→ **Belge metni**
══════

Mlliyet Milliyet Blog Milliyet Blog
 
Facebook Connect
Blog Kategorileri
 

19 Ocak '12

 
Kategori
Gündelik Yaşam
 

Umutsuz blog yazarları…

Umutsuz blog yazarları…
 

Kötülüklerden, savaşlardan, öfkeden ibaret değil ki hayat. Evet; karanlık sık sık kuşatıyor dünyayı. Fakat diğer yanda aydınlık var, umut var. Belki de en önemlisi sevgi var. Elimizi tutup BİR TANEM diyen de var.

Dikkatli gözlerden kaçmamıştır; farklı kelimelerle ifade edilmiş olsa bile bir reklamdan alıntı bu sözler. Çok şükür ki başka kaynaklardan yontulmuş ifadeleri ısıtıp servis eden bu blog yazarına karşılık, özgün eserler veren onlarca yazar da var.

Fakat son zamanlarda bir şeyler kötü gidiyor. EN SEVDİĞİM blog yazarları bir karamsarlık, bir umutsuzluk duvarının ardından sesleniyor sanki. Kimi üstü kapalı, kimisi de açık açık “ne diye hala yazıyorum ki” diye, hem kendine hem bizlere soruyor.

Oysa 2012’ye “her yeni yıl, yeni umutlar demektir” diyerek girmiştik. Tamam, yine yakaladınız beni; bu cümle de, bir başka reklamdan alıntı. Fakat büyük çoğunluğumuz o cümlenin aksine, bu yılın öncekinden çok daha kötü geçeceğine dair bir karamsarlık, bir umutsuzluk içinde boğuluyoruz.

Bu karamsarlık sadece blog yazarlarıyla sınırlı değil. Yağmur taşıyan kara bulutlar adeta tüm toplumun tepesine çöreklenmiş durumda. Kapkara, ne olduğunu bilmediğimiz, fakat bulutlardan daha kara bir şey tarafından kuşatılmış gibiyiz. CANIMIZ yanıyor. Esnaf karamsar, çalışan karamsar, bütün toplum karamsar.

Bunun bu şekilde devam edebilmesi mümkün değil; umutsuz yaşanmaz ki. Bir başka reklam “her güne yeni umutlarla başla” diyor bizlere. Karamsar olmamamız için gerekçeler sıralamayı da ihmal etmiyor.

══════

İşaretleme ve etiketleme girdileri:
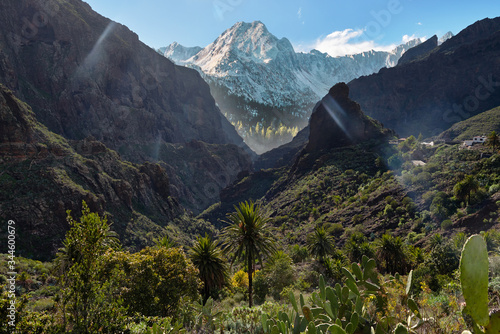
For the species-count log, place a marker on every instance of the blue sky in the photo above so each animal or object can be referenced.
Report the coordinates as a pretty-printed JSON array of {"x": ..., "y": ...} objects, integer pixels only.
[{"x": 332, "y": 26}]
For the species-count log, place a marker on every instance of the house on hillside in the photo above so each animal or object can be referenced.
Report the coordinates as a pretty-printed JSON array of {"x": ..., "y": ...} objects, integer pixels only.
[{"x": 475, "y": 140}]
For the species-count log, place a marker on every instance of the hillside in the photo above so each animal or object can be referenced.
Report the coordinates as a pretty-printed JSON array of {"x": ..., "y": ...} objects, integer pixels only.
[
  {"x": 482, "y": 124},
  {"x": 42, "y": 175},
  {"x": 454, "y": 81},
  {"x": 354, "y": 181},
  {"x": 85, "y": 75},
  {"x": 265, "y": 88}
]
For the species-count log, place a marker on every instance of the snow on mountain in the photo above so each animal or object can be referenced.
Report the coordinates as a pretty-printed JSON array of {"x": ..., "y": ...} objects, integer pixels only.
[
  {"x": 256, "y": 65},
  {"x": 178, "y": 53},
  {"x": 445, "y": 37}
]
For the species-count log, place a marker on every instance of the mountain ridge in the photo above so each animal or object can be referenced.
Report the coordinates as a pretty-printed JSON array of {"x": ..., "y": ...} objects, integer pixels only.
[
  {"x": 85, "y": 75},
  {"x": 450, "y": 83},
  {"x": 260, "y": 82}
]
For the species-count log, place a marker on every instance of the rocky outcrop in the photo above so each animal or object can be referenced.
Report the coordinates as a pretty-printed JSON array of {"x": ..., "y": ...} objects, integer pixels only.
[
  {"x": 338, "y": 121},
  {"x": 419, "y": 51},
  {"x": 457, "y": 80},
  {"x": 42, "y": 175},
  {"x": 85, "y": 75}
]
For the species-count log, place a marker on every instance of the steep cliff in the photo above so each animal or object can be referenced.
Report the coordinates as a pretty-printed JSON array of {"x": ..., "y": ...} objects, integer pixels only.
[
  {"x": 42, "y": 175},
  {"x": 85, "y": 75},
  {"x": 456, "y": 80}
]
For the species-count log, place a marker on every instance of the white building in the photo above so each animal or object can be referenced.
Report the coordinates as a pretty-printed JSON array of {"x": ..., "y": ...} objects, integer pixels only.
[{"x": 479, "y": 139}]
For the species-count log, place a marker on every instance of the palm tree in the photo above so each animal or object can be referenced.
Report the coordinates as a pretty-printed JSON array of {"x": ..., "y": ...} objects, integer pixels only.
[
  {"x": 165, "y": 242},
  {"x": 248, "y": 238},
  {"x": 210, "y": 261},
  {"x": 392, "y": 251},
  {"x": 465, "y": 188},
  {"x": 493, "y": 140},
  {"x": 320, "y": 244}
]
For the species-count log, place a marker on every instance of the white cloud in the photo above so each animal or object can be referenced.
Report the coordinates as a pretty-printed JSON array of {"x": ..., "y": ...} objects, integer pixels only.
[{"x": 347, "y": 42}]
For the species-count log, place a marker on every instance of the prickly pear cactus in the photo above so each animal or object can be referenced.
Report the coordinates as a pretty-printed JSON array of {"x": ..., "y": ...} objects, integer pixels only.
[{"x": 474, "y": 279}]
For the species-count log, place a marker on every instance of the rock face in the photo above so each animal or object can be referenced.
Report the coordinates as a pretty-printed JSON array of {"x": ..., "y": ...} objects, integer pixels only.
[
  {"x": 85, "y": 75},
  {"x": 338, "y": 121},
  {"x": 457, "y": 80},
  {"x": 256, "y": 77},
  {"x": 42, "y": 175},
  {"x": 419, "y": 51}
]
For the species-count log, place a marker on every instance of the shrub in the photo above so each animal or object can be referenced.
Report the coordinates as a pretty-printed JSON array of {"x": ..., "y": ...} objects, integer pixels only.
[{"x": 446, "y": 224}]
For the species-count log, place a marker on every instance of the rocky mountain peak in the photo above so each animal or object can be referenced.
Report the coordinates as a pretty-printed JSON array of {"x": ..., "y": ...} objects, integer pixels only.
[
  {"x": 338, "y": 121},
  {"x": 445, "y": 37},
  {"x": 419, "y": 50}
]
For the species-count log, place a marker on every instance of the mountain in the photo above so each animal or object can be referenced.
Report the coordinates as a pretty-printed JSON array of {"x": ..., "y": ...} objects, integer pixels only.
[
  {"x": 419, "y": 50},
  {"x": 257, "y": 78},
  {"x": 454, "y": 81},
  {"x": 178, "y": 53},
  {"x": 85, "y": 75},
  {"x": 42, "y": 175},
  {"x": 340, "y": 137},
  {"x": 479, "y": 125},
  {"x": 445, "y": 37}
]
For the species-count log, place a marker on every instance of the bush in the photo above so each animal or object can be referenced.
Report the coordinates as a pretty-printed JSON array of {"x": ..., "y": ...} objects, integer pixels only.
[
  {"x": 156, "y": 279},
  {"x": 494, "y": 188},
  {"x": 446, "y": 224},
  {"x": 299, "y": 253},
  {"x": 260, "y": 287}
]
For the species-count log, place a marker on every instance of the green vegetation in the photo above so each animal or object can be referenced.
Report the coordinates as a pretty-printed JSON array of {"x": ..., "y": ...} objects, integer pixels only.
[
  {"x": 103, "y": 289},
  {"x": 482, "y": 124},
  {"x": 247, "y": 237}
]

══════

→ **Görev talimatları**
**a)** Aşağıdaki üç ifade blog yazısıyla uyuşuyor mu? (i) Yazara göre karamsarlık yalnızca blog yazarlarında görülüyor. (ii) "Her yeni yıl, yeni umutlar demektir" sözünün bir reklamdan alındığı söyleniyor. (iii) Yazıda esnafın umutlu olduğu belirtiliyor. Her biri için evet ya da hayır deyin ve kararı veren sözleri yazıdan aynen alıntılayın.
**b)** Blog yazısındaki metni "Dikkatli gözlerden kaçmamıştır;" sözlerinden "hem bizlere soruyor." sözlerine kadar hiç değiştirmeden aktarın.

→ **Tam cevaplar**
**a)**
(i) Hayır: "Bu karamsarlık sadece blog yazarlarıyla sınırlı değil."
(ii) Evet: "bu cümle de, bir başka reklamdan alıntı."
(iii) Hayır: "Esnaf karamsar"

**b)**
Dikkatli gözlerden kaçmamıştır; farklı kelimelerle ifade edilmiş olsa bile bir reklamdan alıntı bu sözler. Çok şükür ki başka kaynaklardan yontulmuş ifadeleri ısıtıp servis eden bu blog yazarına karşılık, özgün eserler veren onlarca yazar da var.

Fakat son zamanlarda bir şeyler kötü gidiyor. EN SEVDİĞİM blog yazarları bir karamsarlık, bir umutsuzluk duvarının ardından sesleniyor sanki. Kimi üstü kapalı, kimisi de açık açık “ne diye hala yazıyorum ki” diye, hem kendine hem bizlere soruyor.